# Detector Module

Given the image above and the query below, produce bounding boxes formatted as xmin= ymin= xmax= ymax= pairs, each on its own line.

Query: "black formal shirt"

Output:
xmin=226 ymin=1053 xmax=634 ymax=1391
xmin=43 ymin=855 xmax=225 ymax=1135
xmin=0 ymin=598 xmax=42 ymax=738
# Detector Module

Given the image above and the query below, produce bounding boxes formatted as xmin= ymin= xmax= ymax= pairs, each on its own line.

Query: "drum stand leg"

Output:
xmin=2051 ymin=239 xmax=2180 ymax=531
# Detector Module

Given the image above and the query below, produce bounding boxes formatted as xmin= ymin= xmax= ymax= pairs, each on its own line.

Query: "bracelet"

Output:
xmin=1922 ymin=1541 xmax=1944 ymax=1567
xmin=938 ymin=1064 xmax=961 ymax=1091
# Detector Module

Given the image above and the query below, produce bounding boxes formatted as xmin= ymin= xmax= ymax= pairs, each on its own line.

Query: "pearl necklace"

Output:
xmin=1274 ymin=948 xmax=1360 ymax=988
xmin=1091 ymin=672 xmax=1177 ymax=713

•••

Task instructions:
Repeat all the lines above, keeping them exactly as they are.

Output for this exercise:
# Detector Module

Given the image above and the query below, produce bounding boxes formatted as xmin= ymin= xmax= ymax= pairs, each on its own line.

Query: "black formal shirt"

Output:
xmin=226 ymin=1053 xmax=634 ymax=1391
xmin=43 ymin=855 xmax=225 ymax=1135
xmin=0 ymin=598 xmax=42 ymax=738
# Detector Module

Given the image above and the query below, produce bounding boxes formatted as xmin= ymin= xmax= ymax= pairs, each on its own line.

Query: "drum stand leg"

Output:
xmin=2051 ymin=239 xmax=2180 ymax=531
# Detector Module

Given the image above and the query below, produce bounding boxes formatted as xmin= ymin= xmax= ymax= pairs, each on its own line.

Query: "bracelet"

Output:
xmin=1922 ymin=1541 xmax=1944 ymax=1567
xmin=938 ymin=1064 xmax=961 ymax=1091
# Detector Module

Given the image above and the query below, produce bounding boxes formatted as xmin= ymin= xmax= ymax= pairs, each on its own line.

Query: "pearl necklace"

Output:
xmin=1274 ymin=948 xmax=1360 ymax=988
xmin=1091 ymin=672 xmax=1177 ymax=713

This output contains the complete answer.